"""

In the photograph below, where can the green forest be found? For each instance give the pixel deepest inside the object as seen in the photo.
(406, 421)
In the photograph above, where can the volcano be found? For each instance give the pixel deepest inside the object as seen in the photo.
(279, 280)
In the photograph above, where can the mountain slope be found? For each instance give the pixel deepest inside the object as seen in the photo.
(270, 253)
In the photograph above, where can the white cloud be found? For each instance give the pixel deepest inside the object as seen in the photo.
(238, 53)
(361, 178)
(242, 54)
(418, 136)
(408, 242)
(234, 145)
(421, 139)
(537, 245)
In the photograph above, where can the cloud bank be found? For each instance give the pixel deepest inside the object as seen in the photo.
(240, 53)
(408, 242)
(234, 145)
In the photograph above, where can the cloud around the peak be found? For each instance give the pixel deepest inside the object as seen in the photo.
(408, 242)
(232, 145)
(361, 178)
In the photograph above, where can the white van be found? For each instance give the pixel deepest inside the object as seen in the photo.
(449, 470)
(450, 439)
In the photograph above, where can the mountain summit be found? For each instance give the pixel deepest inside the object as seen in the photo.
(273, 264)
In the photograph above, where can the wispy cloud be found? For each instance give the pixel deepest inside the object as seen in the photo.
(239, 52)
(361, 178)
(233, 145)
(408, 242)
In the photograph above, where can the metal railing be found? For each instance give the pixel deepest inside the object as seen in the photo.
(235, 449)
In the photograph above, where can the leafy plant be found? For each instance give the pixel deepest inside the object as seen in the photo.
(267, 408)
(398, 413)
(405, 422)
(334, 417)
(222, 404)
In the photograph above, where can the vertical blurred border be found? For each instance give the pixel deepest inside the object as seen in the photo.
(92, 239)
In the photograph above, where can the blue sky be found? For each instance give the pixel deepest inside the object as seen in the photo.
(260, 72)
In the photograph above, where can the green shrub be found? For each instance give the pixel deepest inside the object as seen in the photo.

"""

__Directions__: Put every line of the rows above into a Markdown table with two columns, "No." and "Line". Number them in order and leave out any blank lines.

__Full response__:
| No. | Line |
|---|---|
| 1 | In the photograph below, where can the green forest be found? For each instance give the pixel deepest inside the object as seen in the photo. |
| 2 | (406, 421) |
| 3 | In the photograph above, where can the volcano be found? For each instance give the pixel deepest inside the object as seen in the photo. |
| 4 | (279, 280) |
| 5 | In the photograph above, where can the mountain slope be found? For each instance give the pixel deepest inside the object as seen in the photo. |
| 6 | (270, 253) |
| 7 | In the photograph above, where can the white cloud be found? For each instance give the pixel deepest inside the object as seen in the photo. |
| 8 | (238, 53) |
| 9 | (361, 178) |
| 10 | (242, 54) |
| 11 | (418, 136) |
| 12 | (408, 242) |
| 13 | (234, 145) |
| 14 | (421, 139) |
| 15 | (537, 245) |
| 16 | In the photograph above, where can the cloud bank be found? For each instance give the pixel deepest inside the object as seen in the photo. |
| 17 | (240, 53) |
| 18 | (408, 242) |
| 19 | (234, 145) |
| 20 | In the photograph above, where can the cloud around the peak be found? For each instance give the pixel deepest inside the object as seen in the photo. |
| 21 | (408, 242) |
| 22 | (232, 145) |
| 23 | (361, 178) |
| 24 | In the photograph above, where can the white van be found? For each instance give the pixel deepest inside the object as seen in the photo. |
| 25 | (449, 470) |
| 26 | (450, 439) |
| 27 | In the photograph above, where can the mountain summit be found? For each instance give the pixel deepest inside the object as seen in the photo. |
| 28 | (273, 264) |
| 29 | In the photograph above, where can the wispy cloud be found? For each instance give the pixel deepest inside the object as seen in the photo. |
| 30 | (239, 52) |
| 31 | (361, 178) |
| 32 | (233, 145) |
| 33 | (408, 242) |
| 34 | In the photograph above, where can the metal railing be found? For each instance give the pixel deepest inside the object as seen in the photo. |
| 35 | (235, 449) |
| 36 | In the photograph above, where can the leafy plant be found? For each instance give the pixel deepest inside the object as seen in the photo. |
| 37 | (267, 408) |
| 38 | (398, 413) |
| 39 | (405, 422) |
| 40 | (334, 417) |
| 41 | (222, 404) |
| 42 | In the photograph above, where can the vertical blurred border be found? For each instance give the pixel deepest inside the object as seen in the photo. |
| 43 | (92, 239) |
| 44 | In the photograph above, where can the blue sky be found? For each instance give the pixel deepest inside the object as seen in the photo. |
| 45 | (260, 72) |
| 46 | In the photograph above, where can the green shrub be found? For each instance give the pixel deepest inside the object as seen in the photo. |